[DATA EXTRACT]
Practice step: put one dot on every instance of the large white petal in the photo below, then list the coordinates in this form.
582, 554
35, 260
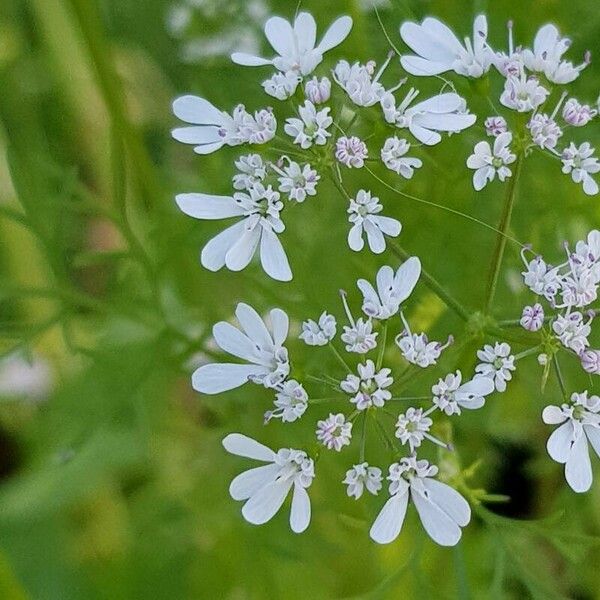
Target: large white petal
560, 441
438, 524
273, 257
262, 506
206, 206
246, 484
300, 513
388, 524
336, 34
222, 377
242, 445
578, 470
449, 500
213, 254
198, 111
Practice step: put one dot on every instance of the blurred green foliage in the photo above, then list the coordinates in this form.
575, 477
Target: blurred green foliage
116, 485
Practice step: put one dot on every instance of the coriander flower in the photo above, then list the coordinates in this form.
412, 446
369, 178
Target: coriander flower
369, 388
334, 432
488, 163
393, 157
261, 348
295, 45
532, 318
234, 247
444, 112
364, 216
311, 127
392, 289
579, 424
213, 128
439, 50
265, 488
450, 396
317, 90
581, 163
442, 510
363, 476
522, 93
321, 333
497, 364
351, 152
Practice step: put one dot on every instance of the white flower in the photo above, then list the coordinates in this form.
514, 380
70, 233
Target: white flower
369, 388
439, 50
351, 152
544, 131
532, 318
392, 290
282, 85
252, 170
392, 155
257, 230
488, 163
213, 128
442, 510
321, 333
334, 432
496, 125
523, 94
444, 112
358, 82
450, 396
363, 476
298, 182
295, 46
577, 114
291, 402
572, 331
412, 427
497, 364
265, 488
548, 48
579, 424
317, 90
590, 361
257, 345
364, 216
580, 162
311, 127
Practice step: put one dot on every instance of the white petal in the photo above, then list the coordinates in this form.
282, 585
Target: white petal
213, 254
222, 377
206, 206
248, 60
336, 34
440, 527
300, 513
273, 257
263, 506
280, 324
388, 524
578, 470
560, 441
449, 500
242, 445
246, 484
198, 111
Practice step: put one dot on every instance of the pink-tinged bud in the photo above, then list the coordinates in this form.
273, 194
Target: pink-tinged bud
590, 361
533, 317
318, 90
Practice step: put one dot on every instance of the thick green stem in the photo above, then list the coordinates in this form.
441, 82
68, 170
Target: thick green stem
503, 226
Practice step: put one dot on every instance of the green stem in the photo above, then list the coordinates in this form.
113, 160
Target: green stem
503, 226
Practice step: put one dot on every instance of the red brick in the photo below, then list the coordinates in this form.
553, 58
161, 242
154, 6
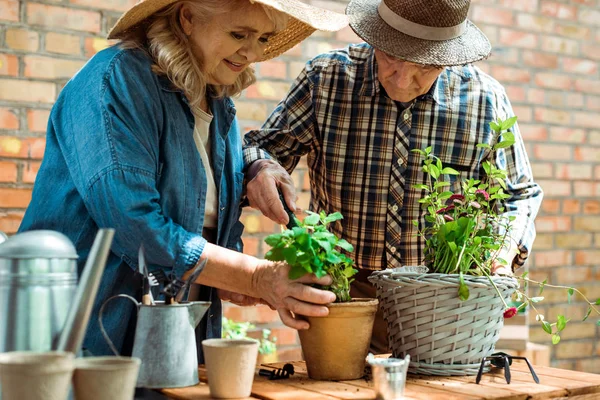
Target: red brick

[AIM OF THE EXERCISE]
Present all of the entries above as a numbered list with no blank lines. Leave the pictures out.

[RESPONSE TO THE EXERCISE]
1. Practice step: put one dot on every instance of the large white petal in the photo below, then list the coordinates in this form.
2. 582, 554
3. 35, 260
4. Target: large white petal
5. 560, 441
6. 438, 524
7. 273, 257
8. 262, 506
9. 206, 206
10. 246, 484
11. 300, 513
12. 388, 524
13. 336, 34
14. 222, 377
15. 242, 445
16. 578, 470
17. 449, 500
18. 213, 254
19. 198, 111
20. Practice step: put one dot on every instance of the blurred green foliage in the photo above, then list the coordinates in this form.
21. 575, 477
22. Target: blurred green foliage
23. 116, 485
24. Practice step: put one dot on every instance of the coriander flower in the photo above, then list the coordinates in this form.
25. 412, 446
26. 369, 178
27. Target: coriander flower
28. 369, 388
29. 334, 432
30. 488, 163
31. 393, 157
32. 261, 348
33. 295, 45
34. 532, 318
35. 234, 247
36. 444, 112
37. 364, 216
38. 311, 127
39. 392, 289
40. 579, 424
41. 213, 128
42. 439, 50
43. 265, 488
44. 450, 396
45. 317, 90
46. 581, 163
47. 442, 510
48. 363, 476
49. 522, 93
50. 321, 333
51. 497, 364
52. 351, 152
53. Practice step: put one dot on every instance of the white flower in the photo above, then list the coordinates in this form.
54. 514, 380
55. 70, 233
56. Target: white flower
57. 369, 388
58. 439, 50
59. 351, 152
60. 544, 131
61. 532, 318
62. 392, 290
63. 282, 85
64. 252, 170
65. 392, 155
66. 257, 230
67. 488, 163
68. 213, 128
69. 442, 510
70. 321, 333
71. 334, 432
72. 496, 125
73. 523, 94
74. 444, 112
75. 358, 82
76. 450, 396
77. 363, 476
78. 298, 182
79. 295, 46
80. 577, 114
81. 291, 402
82. 572, 331
83. 412, 427
84. 497, 364
85. 265, 488
86. 548, 48
87. 579, 424
88. 317, 90
89. 590, 361
90. 257, 345
91. 364, 216
92. 580, 162
93. 311, 127
94. Practice step: put one dot on every instance of the white petal in the photo above, then list the coordinates in this form.
95. 282, 585
96. Target: white petal
97. 213, 254
98. 222, 377
99. 206, 206
100. 248, 60
101. 336, 34
102. 440, 527
103. 300, 513
104. 273, 257
105. 263, 506
106. 280, 324
107. 388, 524
108. 578, 470
109. 560, 441
110. 449, 500
111. 242, 445
112. 246, 484
113. 198, 111
114. Practice step: put one dot on every instance of the pink-tinged bud in the photo above, then list the coordinates in this form.
115. 273, 194
116. Target: pink-tinged bud
117. 590, 361
118. 533, 317
119. 318, 90
120. Practice step: put one dot on every instance of the thick green stem in the photo above, then list the coordinates in this form.
121. 441, 82
122. 68, 170
123. Target: thick green stem
124. 503, 226
125. Practice step: put one dot on every instance of the green stem in the photo above, then list the coordinates in this form.
126. 113, 160
127. Target: green stem
128. 503, 226
129. Practice step: put one dot on every instance of the red brick in the photo below, then list the coordinates in this form.
130. 553, 58
131. 161, 242
132. 154, 6
133. Target: red brick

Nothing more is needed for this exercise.